Rewrite the rows below, swapping each "Objective" for "Instruction" and leaving every other character untouched.

>> begin Supplied material

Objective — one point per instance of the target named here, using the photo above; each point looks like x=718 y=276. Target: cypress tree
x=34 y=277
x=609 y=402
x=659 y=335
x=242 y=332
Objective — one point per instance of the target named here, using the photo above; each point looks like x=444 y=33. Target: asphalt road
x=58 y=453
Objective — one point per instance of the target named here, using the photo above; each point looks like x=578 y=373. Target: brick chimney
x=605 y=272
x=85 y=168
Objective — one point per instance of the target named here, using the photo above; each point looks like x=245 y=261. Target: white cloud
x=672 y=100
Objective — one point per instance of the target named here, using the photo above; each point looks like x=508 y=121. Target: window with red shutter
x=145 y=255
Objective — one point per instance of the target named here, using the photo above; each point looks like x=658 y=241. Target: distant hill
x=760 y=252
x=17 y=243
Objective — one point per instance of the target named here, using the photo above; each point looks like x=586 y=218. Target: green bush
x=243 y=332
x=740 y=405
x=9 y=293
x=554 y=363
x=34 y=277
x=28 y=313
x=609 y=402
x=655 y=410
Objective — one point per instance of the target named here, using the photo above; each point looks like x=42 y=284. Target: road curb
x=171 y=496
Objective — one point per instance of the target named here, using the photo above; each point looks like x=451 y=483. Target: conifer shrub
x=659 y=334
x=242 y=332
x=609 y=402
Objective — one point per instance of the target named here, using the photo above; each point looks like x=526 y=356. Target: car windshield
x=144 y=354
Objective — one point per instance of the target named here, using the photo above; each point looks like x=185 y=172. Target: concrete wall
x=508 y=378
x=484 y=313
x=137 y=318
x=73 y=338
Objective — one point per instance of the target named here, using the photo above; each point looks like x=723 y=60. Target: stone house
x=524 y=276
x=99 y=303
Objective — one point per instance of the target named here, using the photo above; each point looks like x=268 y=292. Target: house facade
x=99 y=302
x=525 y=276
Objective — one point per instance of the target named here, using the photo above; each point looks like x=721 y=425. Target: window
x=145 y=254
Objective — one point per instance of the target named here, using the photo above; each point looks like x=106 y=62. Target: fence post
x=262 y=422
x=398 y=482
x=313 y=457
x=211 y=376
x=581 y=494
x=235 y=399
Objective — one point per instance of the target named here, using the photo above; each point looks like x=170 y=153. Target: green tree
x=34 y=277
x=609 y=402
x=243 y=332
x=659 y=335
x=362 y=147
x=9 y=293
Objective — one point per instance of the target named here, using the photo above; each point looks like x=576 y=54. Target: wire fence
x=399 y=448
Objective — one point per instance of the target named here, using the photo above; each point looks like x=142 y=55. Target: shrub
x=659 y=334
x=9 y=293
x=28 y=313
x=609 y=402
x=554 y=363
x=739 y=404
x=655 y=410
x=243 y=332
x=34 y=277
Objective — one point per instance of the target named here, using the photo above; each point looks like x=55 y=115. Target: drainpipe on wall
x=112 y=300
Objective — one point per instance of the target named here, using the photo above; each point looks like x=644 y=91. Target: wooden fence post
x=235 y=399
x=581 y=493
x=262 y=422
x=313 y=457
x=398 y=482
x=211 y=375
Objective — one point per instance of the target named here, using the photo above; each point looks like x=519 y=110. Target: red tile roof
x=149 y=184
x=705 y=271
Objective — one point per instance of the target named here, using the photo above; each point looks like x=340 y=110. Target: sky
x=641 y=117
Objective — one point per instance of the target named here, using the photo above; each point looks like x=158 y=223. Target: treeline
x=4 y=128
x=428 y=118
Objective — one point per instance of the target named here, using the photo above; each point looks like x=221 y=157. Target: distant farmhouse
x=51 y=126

>> end Supplied material

> **Task answer**
Instruction — one point per instance of the target named here, using the photo above; each point looks like x=718 y=276. Target: cypress tree
x=34 y=277
x=609 y=402
x=659 y=335
x=242 y=332
Instruction — one point per instance of the target named here, using the photo above; each point looks like x=444 y=33. Target: asphalt road
x=58 y=453
Instruction — one point per instance of the target named here, using the photo above; each point looks like x=578 y=373. Target: brick chimney
x=605 y=272
x=85 y=168
Instruction — one point per instance of the target named here, using the photo above; each point looks like x=245 y=261. Target: white cloud
x=672 y=100
Instruction — one point per instance of the target named here, using the photo above; each point looks like x=508 y=121. Target: window with red shutter
x=145 y=255
Instruction — one point per instance of the target named here, using the photo above; each point looks like x=658 y=241. Target: distant hill
x=760 y=252
x=17 y=243
Instruction — one point per instance of the target named here, using the photo above; each point looks like x=586 y=218. Target: green bush
x=243 y=332
x=740 y=405
x=9 y=293
x=554 y=363
x=34 y=277
x=28 y=313
x=609 y=402
x=655 y=410
Instruction — one point per instance of the target named here, using the photo above; each point looks like x=42 y=284. Target: road curb
x=171 y=496
Instruction — one point per instance of the target named here, using the photo above; each point looks like x=451 y=483. Target: conifer shrub
x=659 y=334
x=242 y=332
x=609 y=402
Instruction — one point per instance of the target named here, using the photo above; each point looks like x=526 y=356. Target: car windshield
x=144 y=354
Instruction — one point per instance of the target named here, using the photo above; each point looks like x=185 y=172. Target: concrete wall
x=508 y=378
x=484 y=313
x=137 y=318
x=73 y=338
Instruction — one point per instance of the target named here, using the photo above; each point looks like x=723 y=60. Target: stone house
x=524 y=276
x=99 y=303
Instruction — one point per instance of the target named here, using the photo above; each point looks like x=268 y=292. Target: house facade
x=99 y=302
x=525 y=276
Instruction — one point per instance of the target named here, using the photo above; each point looks like x=721 y=425. Target: window
x=145 y=254
Instruction — one point per instance of the target named here, using the photo above; each point looks like x=106 y=62. Target: fence post
x=262 y=422
x=398 y=482
x=313 y=457
x=211 y=376
x=581 y=494
x=235 y=399
Instruction — one point per instance of the target named here, using the photo above; each point looks like x=170 y=153. Target: green tree
x=34 y=277
x=609 y=402
x=243 y=332
x=659 y=335
x=362 y=147
x=9 y=293
Instruction — one point per instance of the target named here, using the photo above; each point looks like x=576 y=54. Target: wire fence
x=399 y=448
Instruction — one point per instance of the target named here, using the photo above; each point looks like x=142 y=55. Target: shrub
x=659 y=334
x=9 y=293
x=28 y=313
x=609 y=402
x=554 y=363
x=739 y=404
x=655 y=410
x=243 y=332
x=34 y=277
Instruction — one point per instance of the target named here, using the photo above; each point looks like x=55 y=115. Target: drainpipe on wall
x=112 y=300
Instruction — one point per instance of the target named here, using the photo above; each point looks like x=644 y=91. Target: wooden fence post
x=235 y=399
x=581 y=493
x=262 y=422
x=313 y=457
x=398 y=482
x=211 y=375
Instruction — one point per instance of the target named here, using the photo above; each point looks like x=519 y=110. Target: red tile roof
x=149 y=184
x=705 y=271
Instruction — one point per instance of the target named here, using the photo above; each point looks like x=340 y=110. Target: sky
x=641 y=117
Instruction — one point per instance of the target named here, using the photo above; each point looks like x=158 y=223. Target: treeline
x=4 y=128
x=428 y=118
Instruction — one point per instance of the target named here, using the photo above; each point looks like x=221 y=157. Target: distant farmhouse
x=51 y=126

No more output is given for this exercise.